— Start —

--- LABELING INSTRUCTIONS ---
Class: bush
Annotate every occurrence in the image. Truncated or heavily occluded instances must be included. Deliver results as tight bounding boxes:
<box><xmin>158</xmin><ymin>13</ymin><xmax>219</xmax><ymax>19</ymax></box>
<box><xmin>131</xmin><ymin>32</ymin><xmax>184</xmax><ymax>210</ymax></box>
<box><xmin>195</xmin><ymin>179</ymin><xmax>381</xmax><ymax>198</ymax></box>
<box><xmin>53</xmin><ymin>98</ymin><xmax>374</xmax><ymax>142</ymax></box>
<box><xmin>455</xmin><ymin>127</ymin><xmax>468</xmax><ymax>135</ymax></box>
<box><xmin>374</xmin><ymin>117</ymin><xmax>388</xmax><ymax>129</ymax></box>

— End —

## WHAT THE TASK ASKS
Please list each line above that contains the string "xmax", treating uppercase and lowercase as different.

## EXERCISE RESPONSE
<box><xmin>158</xmin><ymin>13</ymin><xmax>219</xmax><ymax>19</ymax></box>
<box><xmin>131</xmin><ymin>32</ymin><xmax>184</xmax><ymax>210</ymax></box>
<box><xmin>195</xmin><ymin>179</ymin><xmax>381</xmax><ymax>198</ymax></box>
<box><xmin>53</xmin><ymin>98</ymin><xmax>374</xmax><ymax>142</ymax></box>
<box><xmin>455</xmin><ymin>127</ymin><xmax>468</xmax><ymax>135</ymax></box>
<box><xmin>374</xmin><ymin>117</ymin><xmax>388</xmax><ymax>129</ymax></box>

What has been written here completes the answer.